- [INSTRUCTIONS FOR THE TASK]: Collect each line of the entries that holds the string "image".

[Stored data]
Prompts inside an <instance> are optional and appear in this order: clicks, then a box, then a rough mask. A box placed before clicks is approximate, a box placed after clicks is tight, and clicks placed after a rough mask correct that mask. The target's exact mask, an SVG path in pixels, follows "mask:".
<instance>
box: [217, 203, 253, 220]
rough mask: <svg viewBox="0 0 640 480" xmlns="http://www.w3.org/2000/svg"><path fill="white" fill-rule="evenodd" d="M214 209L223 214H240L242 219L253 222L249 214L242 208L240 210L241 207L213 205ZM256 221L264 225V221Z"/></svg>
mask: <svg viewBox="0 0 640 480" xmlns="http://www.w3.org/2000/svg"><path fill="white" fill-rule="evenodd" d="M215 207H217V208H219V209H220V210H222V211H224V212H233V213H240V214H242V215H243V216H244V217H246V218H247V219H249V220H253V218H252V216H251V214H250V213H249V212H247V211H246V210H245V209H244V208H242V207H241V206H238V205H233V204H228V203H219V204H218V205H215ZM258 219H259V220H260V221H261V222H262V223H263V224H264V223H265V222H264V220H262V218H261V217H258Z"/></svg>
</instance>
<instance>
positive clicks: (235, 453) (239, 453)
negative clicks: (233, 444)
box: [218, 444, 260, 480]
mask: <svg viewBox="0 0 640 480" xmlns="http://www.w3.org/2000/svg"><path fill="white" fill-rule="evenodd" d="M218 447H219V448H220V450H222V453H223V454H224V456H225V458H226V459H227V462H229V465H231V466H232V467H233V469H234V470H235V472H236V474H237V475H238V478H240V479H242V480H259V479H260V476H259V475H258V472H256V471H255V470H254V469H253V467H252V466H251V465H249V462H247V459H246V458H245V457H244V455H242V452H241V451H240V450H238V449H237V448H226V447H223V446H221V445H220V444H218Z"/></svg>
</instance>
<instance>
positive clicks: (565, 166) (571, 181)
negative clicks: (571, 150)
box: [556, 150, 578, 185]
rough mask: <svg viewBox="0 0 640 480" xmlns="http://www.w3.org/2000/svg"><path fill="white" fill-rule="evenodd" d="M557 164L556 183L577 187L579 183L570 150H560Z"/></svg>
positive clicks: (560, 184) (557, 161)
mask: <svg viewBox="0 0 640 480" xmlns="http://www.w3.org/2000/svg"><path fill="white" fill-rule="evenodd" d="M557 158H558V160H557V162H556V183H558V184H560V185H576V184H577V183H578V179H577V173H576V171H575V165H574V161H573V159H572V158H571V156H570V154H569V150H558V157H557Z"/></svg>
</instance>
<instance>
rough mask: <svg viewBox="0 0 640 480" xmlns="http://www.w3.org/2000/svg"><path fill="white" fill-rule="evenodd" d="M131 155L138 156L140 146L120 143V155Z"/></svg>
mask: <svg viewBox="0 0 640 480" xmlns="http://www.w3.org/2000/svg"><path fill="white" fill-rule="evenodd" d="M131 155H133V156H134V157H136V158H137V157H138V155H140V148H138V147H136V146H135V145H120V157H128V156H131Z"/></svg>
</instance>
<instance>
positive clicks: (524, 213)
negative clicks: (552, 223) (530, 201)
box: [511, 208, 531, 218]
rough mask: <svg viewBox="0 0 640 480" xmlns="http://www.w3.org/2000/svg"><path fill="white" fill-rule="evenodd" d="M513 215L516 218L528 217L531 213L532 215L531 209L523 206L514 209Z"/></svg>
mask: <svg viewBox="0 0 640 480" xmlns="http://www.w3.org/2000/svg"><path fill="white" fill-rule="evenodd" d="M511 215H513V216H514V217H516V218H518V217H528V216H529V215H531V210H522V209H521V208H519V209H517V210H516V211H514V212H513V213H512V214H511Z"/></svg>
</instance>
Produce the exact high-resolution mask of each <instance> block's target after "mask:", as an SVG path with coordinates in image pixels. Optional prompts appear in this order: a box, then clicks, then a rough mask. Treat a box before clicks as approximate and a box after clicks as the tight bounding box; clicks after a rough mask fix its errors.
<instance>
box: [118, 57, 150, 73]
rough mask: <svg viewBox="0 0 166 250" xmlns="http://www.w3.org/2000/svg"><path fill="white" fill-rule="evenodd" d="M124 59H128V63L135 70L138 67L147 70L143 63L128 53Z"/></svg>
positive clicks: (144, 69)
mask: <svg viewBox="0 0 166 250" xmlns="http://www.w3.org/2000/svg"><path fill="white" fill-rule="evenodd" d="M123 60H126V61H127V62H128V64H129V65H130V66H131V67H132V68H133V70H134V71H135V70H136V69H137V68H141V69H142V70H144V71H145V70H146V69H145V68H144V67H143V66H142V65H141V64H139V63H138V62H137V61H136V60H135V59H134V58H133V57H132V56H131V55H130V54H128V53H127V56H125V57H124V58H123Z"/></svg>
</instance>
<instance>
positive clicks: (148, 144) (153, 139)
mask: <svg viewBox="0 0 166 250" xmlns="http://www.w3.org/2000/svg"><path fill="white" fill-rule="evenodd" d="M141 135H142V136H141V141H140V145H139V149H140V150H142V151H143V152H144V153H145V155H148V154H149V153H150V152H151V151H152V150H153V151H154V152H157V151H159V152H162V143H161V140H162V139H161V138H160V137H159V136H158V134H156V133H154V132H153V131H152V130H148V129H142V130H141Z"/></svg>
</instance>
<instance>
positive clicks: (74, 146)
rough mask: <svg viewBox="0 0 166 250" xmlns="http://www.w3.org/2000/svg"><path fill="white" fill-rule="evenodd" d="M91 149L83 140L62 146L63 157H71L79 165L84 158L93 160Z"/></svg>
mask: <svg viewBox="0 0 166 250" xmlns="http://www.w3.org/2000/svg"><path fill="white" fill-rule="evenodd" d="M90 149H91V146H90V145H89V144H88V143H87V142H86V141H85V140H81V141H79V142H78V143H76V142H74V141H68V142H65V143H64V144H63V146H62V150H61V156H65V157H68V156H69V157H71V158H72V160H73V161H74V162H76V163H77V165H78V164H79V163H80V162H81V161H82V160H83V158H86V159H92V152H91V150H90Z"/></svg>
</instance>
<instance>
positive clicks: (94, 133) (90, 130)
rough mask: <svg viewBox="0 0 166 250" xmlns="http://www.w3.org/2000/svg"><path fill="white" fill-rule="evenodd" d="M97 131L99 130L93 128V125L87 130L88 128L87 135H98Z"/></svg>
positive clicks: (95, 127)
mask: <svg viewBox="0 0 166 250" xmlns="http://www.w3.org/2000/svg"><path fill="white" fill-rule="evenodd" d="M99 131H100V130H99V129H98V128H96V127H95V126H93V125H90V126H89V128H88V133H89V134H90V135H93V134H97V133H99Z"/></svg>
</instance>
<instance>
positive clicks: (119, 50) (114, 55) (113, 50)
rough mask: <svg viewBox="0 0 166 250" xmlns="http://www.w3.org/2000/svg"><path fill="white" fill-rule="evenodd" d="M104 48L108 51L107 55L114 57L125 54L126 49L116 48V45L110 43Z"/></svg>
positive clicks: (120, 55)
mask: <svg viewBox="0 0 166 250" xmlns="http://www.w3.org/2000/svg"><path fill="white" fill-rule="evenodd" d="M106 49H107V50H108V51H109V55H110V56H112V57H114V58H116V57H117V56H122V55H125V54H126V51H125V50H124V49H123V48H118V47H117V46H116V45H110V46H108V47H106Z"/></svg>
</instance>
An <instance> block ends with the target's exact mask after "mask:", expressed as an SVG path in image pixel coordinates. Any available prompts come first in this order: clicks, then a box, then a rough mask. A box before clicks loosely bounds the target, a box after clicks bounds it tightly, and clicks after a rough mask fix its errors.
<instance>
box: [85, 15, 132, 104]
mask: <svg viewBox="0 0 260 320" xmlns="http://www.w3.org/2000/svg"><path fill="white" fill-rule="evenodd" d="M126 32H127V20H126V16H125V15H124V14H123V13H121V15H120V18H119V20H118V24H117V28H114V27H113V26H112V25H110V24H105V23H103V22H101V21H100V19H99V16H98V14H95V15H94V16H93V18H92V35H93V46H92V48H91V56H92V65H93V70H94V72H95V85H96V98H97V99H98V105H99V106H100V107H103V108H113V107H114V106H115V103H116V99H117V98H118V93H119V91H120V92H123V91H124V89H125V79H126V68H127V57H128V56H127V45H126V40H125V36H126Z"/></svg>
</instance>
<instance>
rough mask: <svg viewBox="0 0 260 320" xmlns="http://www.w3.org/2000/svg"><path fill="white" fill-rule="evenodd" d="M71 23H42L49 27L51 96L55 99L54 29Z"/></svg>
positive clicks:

- [EXERCISE SOLUTION]:
Produce the exact high-resolution mask of each <instance> block's target after "mask:", as an SVG path with coordinates in image pixels. Optional prompts appear in this order: a box, then clicks, then a rough mask. Treat a box before clicks as approximate and a box after clicks as the tight bounding box; clicks after a rough mask fix its errors.
An <instance> block ends with the target's exact mask after "mask:", expressed as an SVG path in image pixel coordinates. Any available prompts come first in this order: clicks, then a box, then a rough mask. A box before clicks loosely bounds the target, a box after clicks bounds it tightly, and clicks after a rough mask fix its errors.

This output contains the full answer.